===== Extracted entries =====

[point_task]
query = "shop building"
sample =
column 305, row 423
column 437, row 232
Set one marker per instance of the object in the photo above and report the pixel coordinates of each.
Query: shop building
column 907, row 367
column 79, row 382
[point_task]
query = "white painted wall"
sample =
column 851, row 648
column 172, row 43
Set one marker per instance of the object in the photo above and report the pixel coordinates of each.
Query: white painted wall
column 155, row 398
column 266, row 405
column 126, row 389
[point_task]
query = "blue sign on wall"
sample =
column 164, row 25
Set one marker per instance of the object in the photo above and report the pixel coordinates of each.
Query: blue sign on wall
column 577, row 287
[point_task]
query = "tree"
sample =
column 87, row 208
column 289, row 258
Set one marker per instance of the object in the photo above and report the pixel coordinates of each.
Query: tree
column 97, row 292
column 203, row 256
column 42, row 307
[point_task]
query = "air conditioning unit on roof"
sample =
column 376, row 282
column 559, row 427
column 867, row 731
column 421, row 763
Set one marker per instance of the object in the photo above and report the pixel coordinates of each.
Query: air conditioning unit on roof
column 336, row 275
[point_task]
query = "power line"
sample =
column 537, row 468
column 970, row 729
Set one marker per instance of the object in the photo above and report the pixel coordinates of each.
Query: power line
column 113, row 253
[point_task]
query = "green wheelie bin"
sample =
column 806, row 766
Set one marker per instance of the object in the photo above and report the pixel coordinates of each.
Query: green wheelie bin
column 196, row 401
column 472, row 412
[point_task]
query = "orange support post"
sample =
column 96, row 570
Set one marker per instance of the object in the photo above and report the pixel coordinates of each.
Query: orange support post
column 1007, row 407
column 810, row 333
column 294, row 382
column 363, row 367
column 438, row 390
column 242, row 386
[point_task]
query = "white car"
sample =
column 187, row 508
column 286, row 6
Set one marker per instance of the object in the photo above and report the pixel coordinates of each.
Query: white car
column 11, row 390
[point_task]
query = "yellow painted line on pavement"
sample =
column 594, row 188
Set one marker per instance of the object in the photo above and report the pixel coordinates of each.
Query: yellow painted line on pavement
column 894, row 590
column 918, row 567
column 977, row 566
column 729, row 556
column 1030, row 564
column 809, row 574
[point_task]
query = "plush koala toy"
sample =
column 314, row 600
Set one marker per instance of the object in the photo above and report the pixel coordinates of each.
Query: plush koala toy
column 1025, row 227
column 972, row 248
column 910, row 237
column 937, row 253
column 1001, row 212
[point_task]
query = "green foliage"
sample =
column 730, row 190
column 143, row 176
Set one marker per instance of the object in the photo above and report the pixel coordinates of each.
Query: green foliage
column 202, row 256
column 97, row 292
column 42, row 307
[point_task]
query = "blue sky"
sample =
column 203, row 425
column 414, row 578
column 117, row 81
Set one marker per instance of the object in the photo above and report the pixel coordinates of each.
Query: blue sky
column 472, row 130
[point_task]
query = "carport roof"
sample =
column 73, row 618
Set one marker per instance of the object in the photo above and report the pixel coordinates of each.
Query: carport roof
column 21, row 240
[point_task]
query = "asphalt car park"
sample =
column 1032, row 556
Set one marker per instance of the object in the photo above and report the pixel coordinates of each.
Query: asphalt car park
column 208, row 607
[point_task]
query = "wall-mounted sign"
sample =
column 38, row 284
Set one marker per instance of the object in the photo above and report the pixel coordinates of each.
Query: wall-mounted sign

=====

| Written request |
Copy every row above word for word, with each line unchanged and in its original order.

| Exercise answer |
[point_task]
query = "shop building"
sample =
column 305, row 423
column 437, row 232
Set one marker per instance of the object in the photo above and report the pixel coordinates of each.
Query: shop building
column 907, row 367
column 79, row 382
[point_task]
query = "white painted wall"
sample =
column 851, row 648
column 172, row 43
Set one marker per instance of the object in the photo above and report the pixel coordinates of each.
Query: white painted wall
column 155, row 398
column 266, row 405
column 126, row 389
[point_task]
query = "blue sign on wall"
sample =
column 164, row 25
Set one marker per instance of the object in the photo above and report the pixel coordinates of each.
Query: blue sign on wall
column 577, row 287
[point_task]
query = "tree"
sample =
column 87, row 208
column 289, row 258
Set one marker per instance of the object in the photo above and report the pixel coordinates of each.
Query: tree
column 97, row 292
column 203, row 256
column 42, row 307
[point_task]
query = "air conditioning unit on roof"
sample =
column 376, row 282
column 559, row 427
column 867, row 731
column 421, row 763
Set one marker per instance of the object in the photo above and report the pixel coordinates of each.
Query: air conditioning unit on roof
column 336, row 275
[point_task]
query = "power line"
sample =
column 537, row 468
column 970, row 729
Set one marker per instance of the object in the photo above and report the pixel coordinates of each.
Query: power line
column 113, row 253
[point_task]
query = "green wheelie bin"
sample =
column 806, row 766
Set one marker per instance of the object in the photo above and report the pixel coordinates of each.
Query: green wheelie bin
column 196, row 401
column 472, row 412
[point_task]
query = "orange support post"
sample =
column 96, row 570
Set one marker per instance of the object in the photo above and report the pixel coordinates of each.
Query: orange support post
column 1007, row 407
column 810, row 333
column 294, row 382
column 363, row 367
column 438, row 390
column 242, row 386
[point_task]
query = "white car"
sample =
column 187, row 508
column 286, row 6
Set one marker per instance of the object in the photo above and report the pixel coordinates of each.
Query: white car
column 11, row 390
[point_task]
query = "yellow painted line on pavement"
sample =
column 594, row 188
Set one marker per instance of the object in the photo above and report the pixel coordinates of each.
Query: yellow painted line on pavement
column 894, row 590
column 918, row 567
column 977, row 566
column 729, row 556
column 1030, row 564
column 809, row 574
[point_task]
query = "plush koala toy"
sample =
column 314, row 600
Set one marker per instance of the object in the photo above and report the pixel coordinates of each.
Query: plush koala toy
column 1025, row 227
column 972, row 248
column 910, row 237
column 937, row 253
column 1001, row 212
[point_task]
query = "green foliage"
sample =
column 730, row 190
column 143, row 176
Set one marker per instance of the object in the photo above and report the pixel coordinates of each.
Query: green foliage
column 202, row 256
column 97, row 292
column 42, row 307
[point_task]
query = "blue sky"
sample =
column 203, row 425
column 414, row 578
column 117, row 81
Set one marker per instance of the object in the photo above and report the pixel coordinates of each.
Query: blue sky
column 472, row 130
[point_task]
query = "carport roof"
sample =
column 73, row 618
Set one marker per instance of the object in the photo above and report the pixel coordinates of each.
Query: carport roof
column 21, row 240
[point_task]
query = "asphalt car park"
sample =
column 1032, row 556
Set one marker per instance of the object in the photo above and report the pixel coordinates of each.
Query: asphalt car park
column 208, row 607
[point_task]
query = "wall-mounted sign"
sample =
column 38, row 284
Set one marker per instance of the object in the photo above and report the pixel coordinates of each.
Query: wall-mounted sign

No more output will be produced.